>>
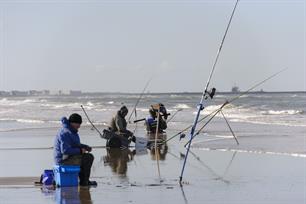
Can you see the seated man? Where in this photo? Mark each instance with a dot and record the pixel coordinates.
(151, 121)
(68, 149)
(118, 123)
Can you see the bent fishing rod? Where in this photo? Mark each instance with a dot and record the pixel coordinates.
(215, 112)
(219, 110)
(205, 93)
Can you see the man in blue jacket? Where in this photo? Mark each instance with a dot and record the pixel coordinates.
(68, 149)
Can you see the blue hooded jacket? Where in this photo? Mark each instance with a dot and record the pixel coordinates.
(67, 142)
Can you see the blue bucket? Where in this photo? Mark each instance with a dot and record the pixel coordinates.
(47, 177)
(66, 175)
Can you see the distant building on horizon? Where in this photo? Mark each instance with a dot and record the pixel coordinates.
(5, 93)
(19, 93)
(235, 89)
(75, 93)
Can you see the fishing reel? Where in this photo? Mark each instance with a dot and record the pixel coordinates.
(210, 93)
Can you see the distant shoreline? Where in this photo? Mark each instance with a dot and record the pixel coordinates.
(151, 93)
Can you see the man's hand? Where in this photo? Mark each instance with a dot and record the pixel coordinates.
(89, 149)
(83, 150)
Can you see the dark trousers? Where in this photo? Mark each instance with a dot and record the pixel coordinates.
(85, 162)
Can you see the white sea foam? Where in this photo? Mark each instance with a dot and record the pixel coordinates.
(282, 112)
(254, 151)
(181, 106)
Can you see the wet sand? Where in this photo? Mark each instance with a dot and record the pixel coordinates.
(131, 177)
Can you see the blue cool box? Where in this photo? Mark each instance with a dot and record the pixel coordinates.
(65, 175)
(48, 177)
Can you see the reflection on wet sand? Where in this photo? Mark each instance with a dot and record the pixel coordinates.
(117, 159)
(73, 195)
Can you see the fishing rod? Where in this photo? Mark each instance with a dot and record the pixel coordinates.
(138, 100)
(205, 92)
(174, 115)
(234, 99)
(143, 119)
(98, 131)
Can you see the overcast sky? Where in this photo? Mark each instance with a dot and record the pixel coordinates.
(119, 45)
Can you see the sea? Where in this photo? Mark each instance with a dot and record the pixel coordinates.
(270, 123)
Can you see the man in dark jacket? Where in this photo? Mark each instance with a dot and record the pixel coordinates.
(118, 123)
(151, 121)
(68, 149)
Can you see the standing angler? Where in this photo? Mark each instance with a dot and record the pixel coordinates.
(68, 149)
(118, 124)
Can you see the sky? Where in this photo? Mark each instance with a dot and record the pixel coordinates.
(117, 46)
<<
## TASK INSTRUCTIONS
Rewrite all of the entries above with "fishing rod" renamed to "fishing pole" wherever it appears, keeping everything else the same. Leave the pictures out.

## RESULT FOR THIS TASK
Can you see the seated man? Where in this photo? Mark each instance with a dot and record the pixel coordinates.
(151, 121)
(68, 149)
(118, 123)
Can you see the bent fishing pole? Where in this photo? Mark each instance with a dot and record the pixel coordinates.
(215, 112)
(219, 110)
(205, 93)
Can you see the man in blue jacket? Where in this photo? Mark each instance with a dot and record the pixel coordinates.
(68, 149)
Can you see the blue hooded jacket? Where in this photo? Mark each instance with a dot and record the pixel coordinates.
(67, 142)
Can you see the blue bucket? Where in this photo? Mark each instance with a dot and record the pixel coordinates.
(47, 177)
(66, 175)
Can you see the distant building on horizon? Where in this photo? Mark each instance with a dot and record the pixel coordinates.
(5, 93)
(19, 93)
(235, 89)
(75, 93)
Can you see the fishing reel? Where in this photo? Mark each instance with a dot and record the pixel coordinates.
(210, 93)
Can you see the distant shoreline? Where in this photo? Mark each instance with a dot and record the pixel coordinates.
(151, 93)
Can you see the man's hand? Where in this photo? Mark each instance with a dot and record the pixel coordinates.
(89, 149)
(83, 150)
Can you see the dark trousers? Where in this photo? Mark each instance with a dot and record the pixel coordinates.
(85, 162)
Can you see the white sea foam? Where in this photo? Mark each instance with a dot and record the pixel coordinates.
(282, 112)
(254, 151)
(181, 106)
Can you see the wet sand? Where in this photo? Mark each instance with a dot and record the pixel coordinates.
(131, 177)
Can you see the blue cool box? Where in this photo? Mark each instance with a dot and record the pixel coordinates.
(65, 175)
(48, 177)
Can you see the reflection on wet sand? Where in this photo? Mark each instance with a dot and record the pixel coordinates.
(117, 159)
(73, 195)
Can you see the fishing pole? Where in this photo? Mark each instance with a dot and record the pixel coordinates.
(138, 100)
(205, 92)
(174, 115)
(234, 99)
(143, 119)
(98, 131)
Can you see the overcast sky? Where in this photo? Mark each instance with a dot and record the pixel coordinates.
(119, 45)
Can you see the sea? Where in this photo? Mark each instance with a dot and record the pixel coordinates.
(270, 123)
Can you see the man in dark jacket? Where in this photo? Mark each instance with a dot and record the pixel coordinates.
(118, 123)
(151, 121)
(68, 149)
Can you see the standing angler? Where in this photo? Mark each instance with a dot and record the pixel coordinates.
(68, 149)
(118, 124)
Can you see the sky? Where in this photo? Mark each instance with a dot and record the pixel coordinates.
(117, 46)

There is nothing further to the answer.